What happens when a community braces for a siege and all it gets is a festival?
That was the dilemma Aug. 3-4 in Walworth County, Wis., where the four remaining members of the Grateful Dead hosted a two-day event at Alpine Valley Music Theater in East Troy.
Taking its name from a Grateful Dead standard, "Terrapin Station, the Grateful Dead Family Reunion" was a weekend-long affair featuring 11 hours of music each day on two stages, a spoken-word stage, a vending village and a Grateful Dead touring museum.
In addition to main stage performances from bands fronted by the four former Grateful Dead members, there were sets played by Dead lyricist Robert Hunter, Jefferson Airplane and Hot Tuna guitarist Jorma Kaukonen, Gov't Mule and Allman Brothers Band guitarist Warren Haynes and others.
Headlining the shows was The Other Ones, taking its name from a Grateful Dead standard. Band members are bassist Phil Lesh, guitar player Bob Weir and drummers Bill Kreutzmann and Mickey Hart, assisted by guitarist Jimmy Herring and keyboard players Jeff Chimenti and Rob Barraco.
As soon as the concerts were announced, East Troy sought to block the event, claiming fears that 200,000 people would arrive instead of the daily capacity of 35,000. Hearings were held and assurances were made that extreme measures to control access and provide security would be supported by the band and promoters. In the end, the permits were granted.
Urgings by the musicians, which implored fans without tickets to stay away, were effective. By midday Aug. 3 it became clear that the massive cordon established around the venue was not overkill, but part of a successful strategy of deterrence that allowed the concerts to come off without a hitch.
By Aug. 4, much of the army of orange-shirted security that had been protecting a gauntlet of neighboring driveways along the road to Alpine Valley had been sent home.
Other parts of the strategy to keep the ticketless at bay were nightly simulcasts by Chicago radio station WXRT, a nationwide Webcast each day, and the promise of a fall tour by the headliners, with tentative dates already announced, contingent upon the success of the East Troy festival.
By any other name
The tentative fall tour schedule further points to how The Other Ones' recipe for success differs from that of the Grateful Dead. Gone are multi-night runs of shows in each city, encouraging the traveling caravan of touring fans to linger for days. The Other Ones are booking only one show in each city they plan to visit.
The experiment seems to have answered the question, "If we rebuild will they come?"
The unanswered question is, "Are The Other Ones the Grateful Dead? Are Pete and Roger The Who? Are Mick, Keith and Charlie The Rolling Stones? Were Gene and Paul Kiss?

- SET OF TASKS -
1. Can you copy the festival report word for word, starting with the part that opens with the words containing "By any other" and ending with "and Paul Kiss?"?
2. How would you sum up the festival report in two sentences?

- MATERIAL SUPPLIED -
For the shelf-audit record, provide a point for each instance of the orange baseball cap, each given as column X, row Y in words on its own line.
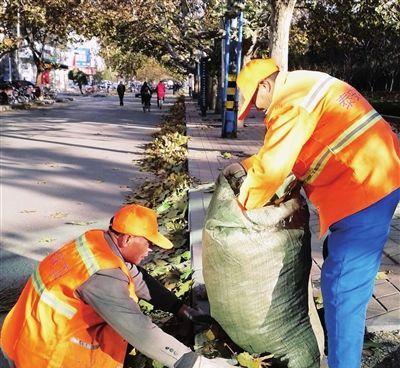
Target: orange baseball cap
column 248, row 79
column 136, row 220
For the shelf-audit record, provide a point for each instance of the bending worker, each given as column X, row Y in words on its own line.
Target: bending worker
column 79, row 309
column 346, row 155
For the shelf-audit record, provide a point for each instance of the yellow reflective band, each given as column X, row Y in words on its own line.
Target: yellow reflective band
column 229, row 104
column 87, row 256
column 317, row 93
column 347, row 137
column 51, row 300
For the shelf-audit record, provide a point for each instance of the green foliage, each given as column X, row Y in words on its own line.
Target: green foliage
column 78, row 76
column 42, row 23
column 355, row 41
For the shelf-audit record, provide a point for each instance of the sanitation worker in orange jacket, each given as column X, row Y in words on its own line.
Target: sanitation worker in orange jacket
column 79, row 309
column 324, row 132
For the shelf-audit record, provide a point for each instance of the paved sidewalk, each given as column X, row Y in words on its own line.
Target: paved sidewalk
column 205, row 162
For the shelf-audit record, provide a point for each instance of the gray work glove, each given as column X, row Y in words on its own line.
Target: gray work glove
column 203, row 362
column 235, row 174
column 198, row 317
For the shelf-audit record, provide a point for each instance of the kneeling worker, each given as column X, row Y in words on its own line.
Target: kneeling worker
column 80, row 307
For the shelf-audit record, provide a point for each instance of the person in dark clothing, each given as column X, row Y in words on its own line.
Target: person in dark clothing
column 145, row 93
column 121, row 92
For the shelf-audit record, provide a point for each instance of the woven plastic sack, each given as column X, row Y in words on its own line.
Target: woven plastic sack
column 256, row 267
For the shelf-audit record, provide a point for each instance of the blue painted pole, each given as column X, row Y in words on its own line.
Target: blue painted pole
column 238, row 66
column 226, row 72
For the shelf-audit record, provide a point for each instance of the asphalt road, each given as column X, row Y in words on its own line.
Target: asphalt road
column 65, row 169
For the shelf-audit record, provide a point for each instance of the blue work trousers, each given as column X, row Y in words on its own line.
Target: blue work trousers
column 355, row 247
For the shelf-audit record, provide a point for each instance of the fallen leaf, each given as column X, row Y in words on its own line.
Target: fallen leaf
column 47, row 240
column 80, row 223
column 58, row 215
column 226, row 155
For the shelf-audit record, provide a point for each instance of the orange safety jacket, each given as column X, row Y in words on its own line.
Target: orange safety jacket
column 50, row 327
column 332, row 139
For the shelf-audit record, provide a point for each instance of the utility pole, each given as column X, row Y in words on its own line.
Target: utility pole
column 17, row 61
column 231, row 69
* * *
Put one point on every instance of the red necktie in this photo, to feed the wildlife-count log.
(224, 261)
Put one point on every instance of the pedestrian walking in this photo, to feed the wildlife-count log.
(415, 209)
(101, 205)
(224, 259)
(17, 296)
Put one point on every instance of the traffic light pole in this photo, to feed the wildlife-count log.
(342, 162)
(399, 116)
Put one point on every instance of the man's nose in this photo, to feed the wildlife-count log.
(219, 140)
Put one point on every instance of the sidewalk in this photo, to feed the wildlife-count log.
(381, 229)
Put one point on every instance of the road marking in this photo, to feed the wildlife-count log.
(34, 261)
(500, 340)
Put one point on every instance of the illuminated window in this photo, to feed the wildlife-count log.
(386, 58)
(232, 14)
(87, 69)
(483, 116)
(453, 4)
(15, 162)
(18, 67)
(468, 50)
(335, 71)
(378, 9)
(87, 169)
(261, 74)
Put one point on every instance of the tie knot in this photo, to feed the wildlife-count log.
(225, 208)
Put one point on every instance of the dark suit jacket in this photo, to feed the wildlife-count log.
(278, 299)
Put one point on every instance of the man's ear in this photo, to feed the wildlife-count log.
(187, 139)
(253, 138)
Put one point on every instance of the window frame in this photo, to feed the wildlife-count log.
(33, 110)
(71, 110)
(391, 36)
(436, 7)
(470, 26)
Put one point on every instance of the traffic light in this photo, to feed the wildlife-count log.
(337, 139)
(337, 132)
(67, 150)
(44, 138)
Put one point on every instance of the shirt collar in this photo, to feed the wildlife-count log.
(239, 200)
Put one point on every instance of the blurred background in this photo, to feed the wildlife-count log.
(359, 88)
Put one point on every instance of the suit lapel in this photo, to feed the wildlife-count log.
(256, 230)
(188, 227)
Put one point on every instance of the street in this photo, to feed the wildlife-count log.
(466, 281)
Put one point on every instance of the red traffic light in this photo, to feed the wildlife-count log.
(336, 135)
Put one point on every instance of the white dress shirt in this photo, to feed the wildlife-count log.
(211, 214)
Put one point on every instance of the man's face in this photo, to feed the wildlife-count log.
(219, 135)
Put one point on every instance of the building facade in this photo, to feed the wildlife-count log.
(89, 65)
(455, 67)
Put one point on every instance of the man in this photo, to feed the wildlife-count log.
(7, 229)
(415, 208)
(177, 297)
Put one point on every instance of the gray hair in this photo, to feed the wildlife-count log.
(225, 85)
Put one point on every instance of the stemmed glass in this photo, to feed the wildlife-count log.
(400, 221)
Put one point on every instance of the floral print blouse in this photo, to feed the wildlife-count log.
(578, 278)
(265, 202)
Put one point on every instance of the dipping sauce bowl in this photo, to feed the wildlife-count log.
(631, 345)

- SOLUTIONS TO THE EXERCISE -
1.
By any other name
The tentative fall tour schedule further points to how The Other Ones' recipe for success differs from that of the Grateful Dead. Gone are multi-night runs of shows in each city, encouraging the traveling caravan of touring fans to linger for days. The Other Ones are booking only one show in each city they plan to visit.
The experiment seems to have answered the question, "If we rebuild will they come?"
The unanswered question is, "Are The Other Ones the Grateful Dead? Are Pete and Roger The Who? Are Mick, Keith and Charlie The Rolling Stones? Were Gene and Paul Kiss?

2. On Aug. 3-4, the four remaining members of the Grateful Dead hosted a two-day festival at Alpine Valley Music Theater in East Troy, Wis., headlined by their band The Other Ones. East Troy had feared 200,000 people would arrive instead of the daily capacity of 35,000, but a massive security cordon and the musicians' urgings to fans without tickets let the concerts come off without a hitch.